SOURCE EXTRACT —
______
Shadow Inventory-Threat or Non-Threat?

Realtor.com is reporting that shadow inventory which once was a major threat to housing recovery is receding.  According to a Lender Processing Services report from their August Mortgage Monitor, shadow inventories have now fallen to its lowest point in 4.5 years.

What is Shadow Inventory?

Shadow inventory refers to real estate properties with mortgages held by banks that are either in the foreclosure process but have not yet been foreclosed upon or that have been foreclosed on and sold back to the banks but that have not been resold as an REO (real estate owned) property yet.

Shadow inventory in the past years has been listed as an uncertain number and different reports have placed the numbers anywhere from 2 million to over 7 million properties.  The fear was that the banks would release their shadow inventory into the market all at once which would flood the local markets and further cause prices to fall due to a massive amount of inventory without equivalent buyer demand.

Shadow inventory can make it difficult for a depressed market to figure out when they will have a full recovery.  Banks were holding onto their shadow inventory because they did not want to resell these homes in a depressed market as it would affect their ROI (return on investment). Now that prices have increased the fear of course remains that the banks may try to capitalize on the recent increase in prices, especially in certain areas, by releasing their shadow inventory.  This would create a surge in inventory and without the appropriate amount of buyer demand would then push prices back down.
______
GIVEN ENTRIES —
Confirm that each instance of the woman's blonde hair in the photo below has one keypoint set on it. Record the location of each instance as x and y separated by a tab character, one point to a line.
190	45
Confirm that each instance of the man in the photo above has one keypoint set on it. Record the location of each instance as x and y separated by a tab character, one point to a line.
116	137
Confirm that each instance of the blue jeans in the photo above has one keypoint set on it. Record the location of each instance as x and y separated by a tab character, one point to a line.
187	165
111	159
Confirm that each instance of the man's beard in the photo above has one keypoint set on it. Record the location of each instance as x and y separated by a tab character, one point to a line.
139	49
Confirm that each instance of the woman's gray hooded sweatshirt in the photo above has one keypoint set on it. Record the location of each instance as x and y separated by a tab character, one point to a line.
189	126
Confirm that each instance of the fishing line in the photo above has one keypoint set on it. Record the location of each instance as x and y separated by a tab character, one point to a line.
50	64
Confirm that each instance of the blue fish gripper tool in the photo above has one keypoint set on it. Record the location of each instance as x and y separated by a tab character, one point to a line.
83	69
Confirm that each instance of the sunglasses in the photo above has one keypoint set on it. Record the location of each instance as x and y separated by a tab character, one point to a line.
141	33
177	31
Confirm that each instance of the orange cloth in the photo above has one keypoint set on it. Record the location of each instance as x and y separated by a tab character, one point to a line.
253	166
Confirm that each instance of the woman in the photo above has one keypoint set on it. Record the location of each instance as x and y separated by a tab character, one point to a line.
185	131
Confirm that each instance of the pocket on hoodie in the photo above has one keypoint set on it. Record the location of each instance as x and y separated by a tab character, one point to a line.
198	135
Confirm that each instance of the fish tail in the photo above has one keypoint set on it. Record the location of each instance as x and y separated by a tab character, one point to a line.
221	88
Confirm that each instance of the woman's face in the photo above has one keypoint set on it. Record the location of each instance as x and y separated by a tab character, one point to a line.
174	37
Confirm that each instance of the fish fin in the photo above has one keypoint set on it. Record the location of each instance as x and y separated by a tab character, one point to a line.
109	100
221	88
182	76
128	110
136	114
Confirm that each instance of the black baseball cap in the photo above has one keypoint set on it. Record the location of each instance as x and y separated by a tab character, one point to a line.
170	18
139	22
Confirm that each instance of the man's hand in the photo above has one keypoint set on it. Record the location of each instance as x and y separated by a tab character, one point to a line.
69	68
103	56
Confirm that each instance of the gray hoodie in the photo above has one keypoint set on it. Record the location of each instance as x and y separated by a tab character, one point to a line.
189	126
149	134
______
WHAT IS NEEDED — Write out the passage of the shadow inventory article word for word, starting at "Shadow inventory refers" and ending at "owned) property yet.".

FINISHED TASK —
Shadow inventory refers to real estate properties with mortgages held by banks that are either in the foreclosure process but have not yet been foreclosed upon or that have been foreclosed on and sold back to the banks but that have not been resold as an REO (real estate owned) property yet.